- [What the task asks]: Starting with the line that contains "Spot the small" and continuing through the final line, write out those lines again with every request kept. Add 88 to each coordinate in the answers.

- [Excerpted data]:
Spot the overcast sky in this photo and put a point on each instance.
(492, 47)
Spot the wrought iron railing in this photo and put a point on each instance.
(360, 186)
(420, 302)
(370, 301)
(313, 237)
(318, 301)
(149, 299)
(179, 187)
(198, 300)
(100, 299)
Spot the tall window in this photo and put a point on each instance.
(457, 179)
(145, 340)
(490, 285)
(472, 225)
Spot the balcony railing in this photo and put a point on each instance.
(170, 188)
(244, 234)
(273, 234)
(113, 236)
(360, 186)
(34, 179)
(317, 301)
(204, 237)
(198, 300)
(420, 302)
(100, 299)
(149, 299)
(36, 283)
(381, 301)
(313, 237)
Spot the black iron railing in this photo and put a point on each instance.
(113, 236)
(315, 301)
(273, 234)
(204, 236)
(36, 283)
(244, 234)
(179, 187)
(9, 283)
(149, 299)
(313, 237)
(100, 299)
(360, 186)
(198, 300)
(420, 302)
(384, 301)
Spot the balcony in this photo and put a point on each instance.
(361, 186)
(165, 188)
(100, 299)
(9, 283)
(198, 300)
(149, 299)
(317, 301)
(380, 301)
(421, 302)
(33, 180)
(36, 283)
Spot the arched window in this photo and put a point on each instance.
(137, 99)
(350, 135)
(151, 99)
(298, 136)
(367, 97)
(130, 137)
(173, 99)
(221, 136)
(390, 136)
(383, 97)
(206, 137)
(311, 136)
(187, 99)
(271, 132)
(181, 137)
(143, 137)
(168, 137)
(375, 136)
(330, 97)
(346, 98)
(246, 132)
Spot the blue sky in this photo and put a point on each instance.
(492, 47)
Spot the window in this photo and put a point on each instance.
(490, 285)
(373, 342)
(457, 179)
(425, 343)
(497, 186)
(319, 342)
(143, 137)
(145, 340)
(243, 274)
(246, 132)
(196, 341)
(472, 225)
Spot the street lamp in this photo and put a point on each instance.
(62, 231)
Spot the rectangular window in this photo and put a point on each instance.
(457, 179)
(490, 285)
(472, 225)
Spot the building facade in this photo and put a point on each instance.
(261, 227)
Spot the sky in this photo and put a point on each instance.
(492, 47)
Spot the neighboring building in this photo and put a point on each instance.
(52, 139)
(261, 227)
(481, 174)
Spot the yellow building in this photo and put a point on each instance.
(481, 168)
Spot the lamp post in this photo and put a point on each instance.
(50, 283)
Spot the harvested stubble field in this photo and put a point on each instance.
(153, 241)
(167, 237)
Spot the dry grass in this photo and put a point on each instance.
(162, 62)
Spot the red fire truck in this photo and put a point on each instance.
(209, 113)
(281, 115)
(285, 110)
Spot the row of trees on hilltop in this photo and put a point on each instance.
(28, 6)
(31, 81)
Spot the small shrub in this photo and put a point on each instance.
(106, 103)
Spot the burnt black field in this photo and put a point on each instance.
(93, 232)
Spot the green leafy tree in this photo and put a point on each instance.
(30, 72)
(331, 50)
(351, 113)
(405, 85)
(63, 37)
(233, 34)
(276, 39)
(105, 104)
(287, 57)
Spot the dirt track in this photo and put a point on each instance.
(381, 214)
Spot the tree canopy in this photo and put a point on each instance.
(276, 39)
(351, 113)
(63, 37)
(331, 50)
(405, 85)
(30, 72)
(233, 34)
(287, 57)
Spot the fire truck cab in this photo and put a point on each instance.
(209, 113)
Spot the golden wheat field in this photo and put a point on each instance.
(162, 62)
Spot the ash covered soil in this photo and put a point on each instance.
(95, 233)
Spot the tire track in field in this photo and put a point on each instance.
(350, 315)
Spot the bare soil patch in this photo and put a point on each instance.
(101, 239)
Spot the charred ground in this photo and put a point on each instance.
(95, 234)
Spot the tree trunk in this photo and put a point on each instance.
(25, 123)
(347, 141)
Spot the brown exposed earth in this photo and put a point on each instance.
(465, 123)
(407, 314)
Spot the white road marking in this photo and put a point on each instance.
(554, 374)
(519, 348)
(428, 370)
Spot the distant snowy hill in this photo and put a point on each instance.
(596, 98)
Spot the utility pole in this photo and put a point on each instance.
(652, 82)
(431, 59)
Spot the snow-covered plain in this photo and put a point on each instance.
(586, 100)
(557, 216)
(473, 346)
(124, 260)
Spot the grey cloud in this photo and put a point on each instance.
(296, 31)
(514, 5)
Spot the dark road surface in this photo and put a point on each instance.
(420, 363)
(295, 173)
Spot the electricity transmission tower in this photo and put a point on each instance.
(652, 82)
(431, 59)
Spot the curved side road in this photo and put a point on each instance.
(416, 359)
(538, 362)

- [Output for this exercise]:
Spot the small shrub in this photo and put a point on each instance.
(194, 191)
Spot the burnt black field in this photo and put a point on each instance.
(181, 320)
Spot the green leafy tree in this photo and put a point on each instance.
(118, 160)
(419, 138)
(439, 201)
(493, 173)
(151, 125)
(321, 122)
(364, 127)
(193, 192)
(375, 145)
Spot the dirt track in this photo and put a point on each instance.
(469, 302)
Spot the tree canopy in this photo and put a point on each instance.
(364, 127)
(439, 201)
(151, 125)
(419, 138)
(493, 173)
(118, 160)
(321, 122)
(375, 145)
Spot the fire truck cab in this photo and put a point on each instance.
(297, 201)
Spot the golden wheat field in this photo and put a point on each instance.
(250, 150)
Spot the ash covered soil in this photo and put a point on each instance.
(183, 321)
Spot the tire track in field in this photo and put a point on each instance.
(438, 403)
Spot the bare soil patch in this photo and put a point on each instance.
(189, 327)
Spot the charred ground in this photo and put a point on each instance.
(183, 322)
Spot the tree trunk in this photo and put a point on each instance.
(113, 211)
(435, 229)
Spot the brown exposed earth in this photo and put a point on each instance.
(553, 211)
(495, 402)
Spot the white road marking in this photo and put a point on each instance.
(642, 462)
(607, 436)
(516, 458)
Spot the distant snowy hill in this photo and put a point on each instance.
(684, 186)
Spot the utility pole in this photo and put a point on each instance.
(740, 170)
(519, 147)
Spot the snow-covered plain in this photo and put a point on each instance.
(674, 188)
(645, 304)
(561, 434)
(212, 348)
Spot the grey cloud in this photo and put a point on each instance.
(384, 119)
(602, 93)
Spot the dark road surface in this photo and put a point on each instance.
(508, 451)
(383, 261)
Spot the electricity transmission tower in this photo and put a point on each instance.
(740, 170)
(519, 147)
Spot the curved side road in this photo and put a point on each instance.
(504, 447)
(626, 450)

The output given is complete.